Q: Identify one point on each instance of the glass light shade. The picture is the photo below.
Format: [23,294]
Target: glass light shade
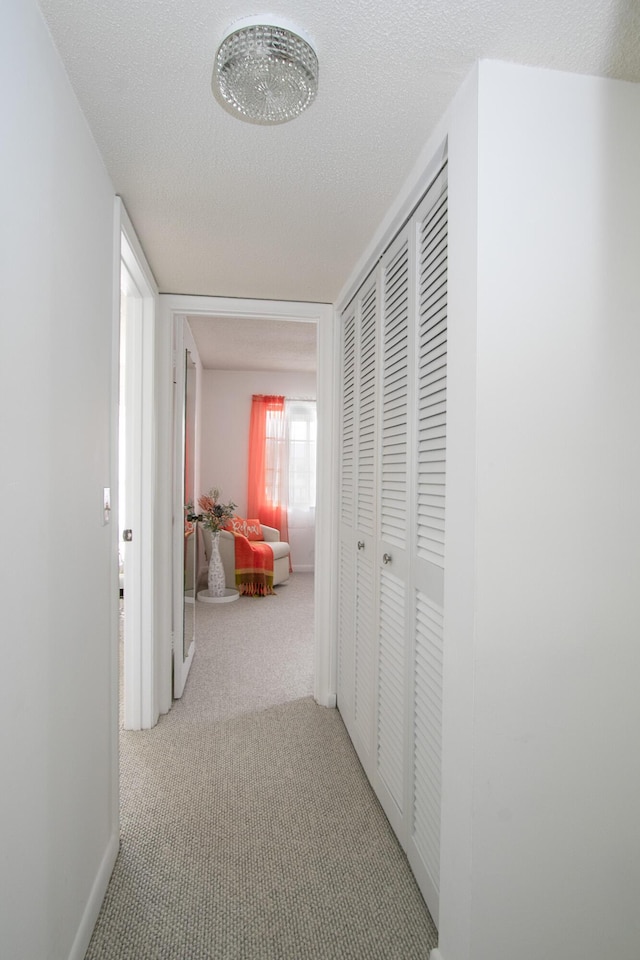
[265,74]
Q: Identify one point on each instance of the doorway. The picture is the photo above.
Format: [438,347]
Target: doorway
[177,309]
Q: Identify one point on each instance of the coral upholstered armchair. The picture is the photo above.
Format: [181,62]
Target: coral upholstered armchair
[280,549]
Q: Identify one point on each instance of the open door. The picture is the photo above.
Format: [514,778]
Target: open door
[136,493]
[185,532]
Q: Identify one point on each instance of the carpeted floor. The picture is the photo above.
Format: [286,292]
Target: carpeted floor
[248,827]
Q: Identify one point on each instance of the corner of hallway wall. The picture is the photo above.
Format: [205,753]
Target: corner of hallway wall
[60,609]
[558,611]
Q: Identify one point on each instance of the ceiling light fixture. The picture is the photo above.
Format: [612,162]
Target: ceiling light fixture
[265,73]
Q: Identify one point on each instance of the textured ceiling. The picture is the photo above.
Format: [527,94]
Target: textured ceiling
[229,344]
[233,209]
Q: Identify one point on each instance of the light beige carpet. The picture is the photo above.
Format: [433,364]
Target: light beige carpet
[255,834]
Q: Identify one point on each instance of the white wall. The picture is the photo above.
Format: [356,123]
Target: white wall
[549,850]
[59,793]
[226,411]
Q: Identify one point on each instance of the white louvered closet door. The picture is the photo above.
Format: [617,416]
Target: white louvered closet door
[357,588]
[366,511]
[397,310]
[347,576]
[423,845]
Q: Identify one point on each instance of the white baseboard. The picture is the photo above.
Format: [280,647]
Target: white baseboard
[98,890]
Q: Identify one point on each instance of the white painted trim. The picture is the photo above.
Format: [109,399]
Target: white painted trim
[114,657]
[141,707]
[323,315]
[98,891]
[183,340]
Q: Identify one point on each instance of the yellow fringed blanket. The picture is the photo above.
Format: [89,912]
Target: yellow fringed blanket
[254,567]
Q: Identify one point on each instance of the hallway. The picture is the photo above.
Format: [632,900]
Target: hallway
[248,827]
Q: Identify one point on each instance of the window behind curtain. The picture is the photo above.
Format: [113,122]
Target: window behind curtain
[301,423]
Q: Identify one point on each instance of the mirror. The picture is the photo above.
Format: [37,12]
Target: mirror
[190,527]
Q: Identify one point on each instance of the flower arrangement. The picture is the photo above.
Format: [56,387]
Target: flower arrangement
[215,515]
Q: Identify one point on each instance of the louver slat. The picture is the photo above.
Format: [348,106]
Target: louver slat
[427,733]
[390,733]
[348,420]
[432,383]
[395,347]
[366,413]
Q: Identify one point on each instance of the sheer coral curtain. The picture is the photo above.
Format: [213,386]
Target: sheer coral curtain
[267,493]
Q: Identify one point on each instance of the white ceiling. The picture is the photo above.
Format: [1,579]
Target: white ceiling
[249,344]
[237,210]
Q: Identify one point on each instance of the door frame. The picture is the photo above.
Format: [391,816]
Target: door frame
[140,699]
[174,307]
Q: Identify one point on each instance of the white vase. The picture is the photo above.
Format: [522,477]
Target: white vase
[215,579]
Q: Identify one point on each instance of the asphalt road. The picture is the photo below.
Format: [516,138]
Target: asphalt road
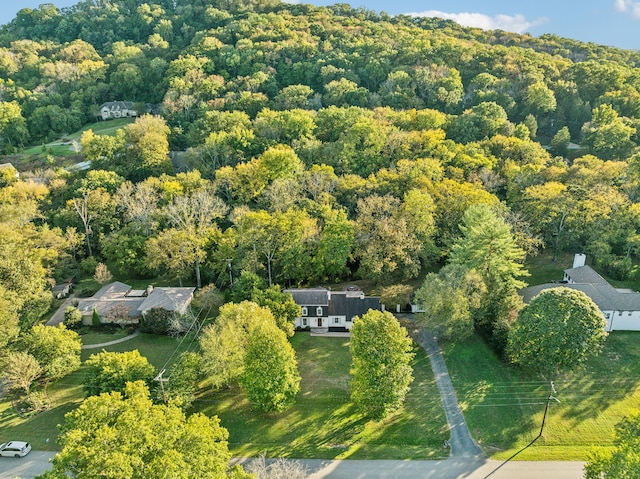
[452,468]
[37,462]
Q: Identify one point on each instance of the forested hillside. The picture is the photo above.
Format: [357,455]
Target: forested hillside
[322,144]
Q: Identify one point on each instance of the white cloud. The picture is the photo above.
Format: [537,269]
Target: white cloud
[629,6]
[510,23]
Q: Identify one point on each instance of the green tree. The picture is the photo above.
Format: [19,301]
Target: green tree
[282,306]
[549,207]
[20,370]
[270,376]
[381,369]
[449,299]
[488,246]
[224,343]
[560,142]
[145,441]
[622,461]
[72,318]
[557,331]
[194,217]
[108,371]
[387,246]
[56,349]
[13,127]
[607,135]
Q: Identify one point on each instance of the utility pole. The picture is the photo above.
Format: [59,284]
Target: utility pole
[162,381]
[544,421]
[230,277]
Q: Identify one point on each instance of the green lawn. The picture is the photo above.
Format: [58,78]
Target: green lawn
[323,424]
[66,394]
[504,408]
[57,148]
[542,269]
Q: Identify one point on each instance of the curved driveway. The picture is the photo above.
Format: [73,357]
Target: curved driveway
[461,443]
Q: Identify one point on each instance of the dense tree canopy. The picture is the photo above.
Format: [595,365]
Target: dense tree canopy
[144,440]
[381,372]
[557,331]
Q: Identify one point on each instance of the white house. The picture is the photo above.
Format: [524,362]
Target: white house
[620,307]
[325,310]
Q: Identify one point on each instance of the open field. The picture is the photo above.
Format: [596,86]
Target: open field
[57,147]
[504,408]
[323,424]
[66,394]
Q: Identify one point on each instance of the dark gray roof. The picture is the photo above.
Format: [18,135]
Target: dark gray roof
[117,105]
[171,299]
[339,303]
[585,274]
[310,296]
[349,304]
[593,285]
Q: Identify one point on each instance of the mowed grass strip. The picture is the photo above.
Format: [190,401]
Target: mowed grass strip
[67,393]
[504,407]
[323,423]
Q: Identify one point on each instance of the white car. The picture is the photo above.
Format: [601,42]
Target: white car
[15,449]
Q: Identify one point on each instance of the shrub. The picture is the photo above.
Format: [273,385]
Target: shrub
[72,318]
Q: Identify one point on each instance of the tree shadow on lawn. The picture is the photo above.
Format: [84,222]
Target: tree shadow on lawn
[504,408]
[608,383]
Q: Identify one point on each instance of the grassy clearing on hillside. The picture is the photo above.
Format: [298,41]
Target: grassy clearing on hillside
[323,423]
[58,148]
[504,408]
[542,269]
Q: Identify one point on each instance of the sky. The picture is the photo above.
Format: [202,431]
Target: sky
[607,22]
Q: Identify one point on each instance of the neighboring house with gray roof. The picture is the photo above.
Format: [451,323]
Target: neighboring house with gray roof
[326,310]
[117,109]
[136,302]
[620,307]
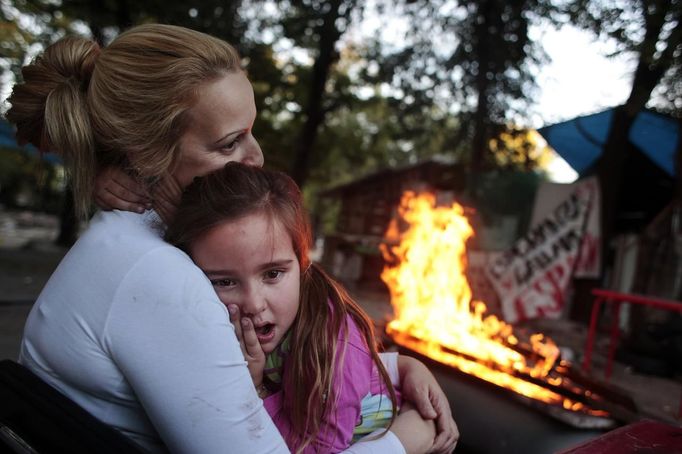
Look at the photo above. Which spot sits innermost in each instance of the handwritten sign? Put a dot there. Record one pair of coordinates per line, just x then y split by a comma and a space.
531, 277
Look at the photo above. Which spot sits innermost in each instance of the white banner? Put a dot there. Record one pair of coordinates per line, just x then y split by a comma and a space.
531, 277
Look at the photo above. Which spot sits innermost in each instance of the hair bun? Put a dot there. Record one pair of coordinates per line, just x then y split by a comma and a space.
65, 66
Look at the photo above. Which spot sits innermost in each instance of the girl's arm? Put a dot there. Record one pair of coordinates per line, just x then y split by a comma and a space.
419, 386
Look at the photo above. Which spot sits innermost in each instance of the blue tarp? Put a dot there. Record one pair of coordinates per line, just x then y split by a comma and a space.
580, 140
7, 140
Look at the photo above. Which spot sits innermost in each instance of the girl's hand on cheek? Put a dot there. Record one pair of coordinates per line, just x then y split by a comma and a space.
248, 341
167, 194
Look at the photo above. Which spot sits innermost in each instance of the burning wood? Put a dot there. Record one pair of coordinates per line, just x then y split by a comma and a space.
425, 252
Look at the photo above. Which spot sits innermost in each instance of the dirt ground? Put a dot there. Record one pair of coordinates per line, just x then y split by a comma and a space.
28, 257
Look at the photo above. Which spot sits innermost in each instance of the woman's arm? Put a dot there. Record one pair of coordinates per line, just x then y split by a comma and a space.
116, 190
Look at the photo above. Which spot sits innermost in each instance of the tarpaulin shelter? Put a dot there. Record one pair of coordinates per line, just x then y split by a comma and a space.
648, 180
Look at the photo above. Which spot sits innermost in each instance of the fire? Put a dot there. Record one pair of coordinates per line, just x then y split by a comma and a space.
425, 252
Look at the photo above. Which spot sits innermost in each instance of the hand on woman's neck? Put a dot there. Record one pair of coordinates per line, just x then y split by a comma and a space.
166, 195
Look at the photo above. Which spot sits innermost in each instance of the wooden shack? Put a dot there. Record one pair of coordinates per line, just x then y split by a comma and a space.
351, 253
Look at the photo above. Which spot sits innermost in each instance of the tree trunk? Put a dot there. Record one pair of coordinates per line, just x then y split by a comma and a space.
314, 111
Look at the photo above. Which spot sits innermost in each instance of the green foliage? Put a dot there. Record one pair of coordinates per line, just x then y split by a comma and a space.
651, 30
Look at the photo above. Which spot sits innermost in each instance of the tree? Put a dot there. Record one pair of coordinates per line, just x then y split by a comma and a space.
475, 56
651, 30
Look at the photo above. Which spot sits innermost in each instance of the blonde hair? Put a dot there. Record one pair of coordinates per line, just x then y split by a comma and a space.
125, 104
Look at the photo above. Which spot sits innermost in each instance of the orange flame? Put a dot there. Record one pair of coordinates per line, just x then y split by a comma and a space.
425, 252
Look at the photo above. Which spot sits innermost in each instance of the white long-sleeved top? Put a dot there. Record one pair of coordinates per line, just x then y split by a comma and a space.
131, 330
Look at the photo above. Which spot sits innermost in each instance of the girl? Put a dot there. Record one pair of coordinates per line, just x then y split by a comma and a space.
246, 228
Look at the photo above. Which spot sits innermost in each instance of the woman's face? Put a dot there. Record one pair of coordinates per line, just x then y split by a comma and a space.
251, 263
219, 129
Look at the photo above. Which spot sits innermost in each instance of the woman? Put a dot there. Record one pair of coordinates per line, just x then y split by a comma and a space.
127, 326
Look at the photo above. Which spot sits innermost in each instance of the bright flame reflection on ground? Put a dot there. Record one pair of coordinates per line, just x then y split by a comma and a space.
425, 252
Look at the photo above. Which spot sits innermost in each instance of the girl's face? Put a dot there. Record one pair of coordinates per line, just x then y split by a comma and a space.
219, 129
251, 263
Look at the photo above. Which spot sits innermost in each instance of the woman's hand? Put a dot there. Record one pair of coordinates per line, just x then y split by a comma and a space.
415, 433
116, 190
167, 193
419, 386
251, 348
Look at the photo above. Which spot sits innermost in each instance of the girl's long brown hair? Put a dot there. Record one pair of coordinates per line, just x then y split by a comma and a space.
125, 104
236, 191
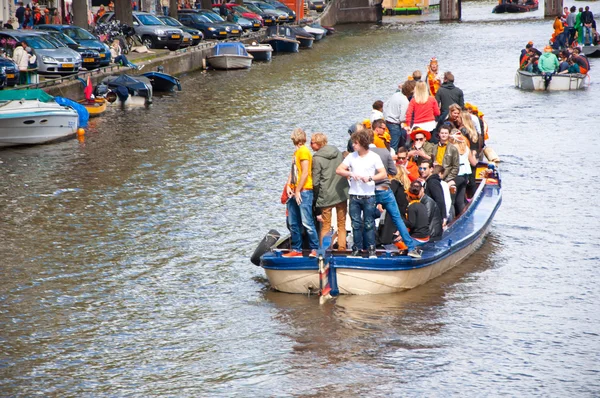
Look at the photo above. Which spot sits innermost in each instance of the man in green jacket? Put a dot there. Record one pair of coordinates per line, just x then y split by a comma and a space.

* * * * *

SHORT PROBLEM
Leave the pictures out, and reproduce only the lines from the line holding "the woman's face?" through the last line of the material, both included.

TASK ANSWER
Look at the photo above. Which spot sits innermost in each instance of the woman's face? Put a dot there. Record one pair of coordinates per line, just x then y split by a comma and a space.
251, 263
219, 129
Look at the photo above. Which spot sits innermost in each instance of the woman? Put a dot there. Record one pair of coordinates per line, just x then y split by a comma and a space.
127, 326
Look at the photo above. Which spot sits innermost in each instance of the bright flame reflection on ground? Put a dot there. Record one pair of coordinates per line, just x then y split by a comma and a space.
425, 252
Look at the photo above. Which spot sits innermost in each instance of the girl's face? Put a dot there. Record one pair of coordinates per line, just x then y split by a comma and a space.
219, 129
251, 263
Look at the photo above. Which spot sits innermost in each instance of the woman's hand? Put a dot there. Record one pair of coordinates per line, just x then y split by a comma and a space.
415, 433
116, 190
167, 193
419, 386
251, 348
Look at the photo above. Which spot sits innermost in each instance of the girl's long brown hair? Put a dot there. Record one pair of coordinates per line, just x then y split by a comma and a space.
125, 104
236, 191
Look at the photo above. Which spot sits innermost in each instance of the man in green jacket? Put a dot there. Record one pair of coordinates per line, just x then y split by a comma and a space.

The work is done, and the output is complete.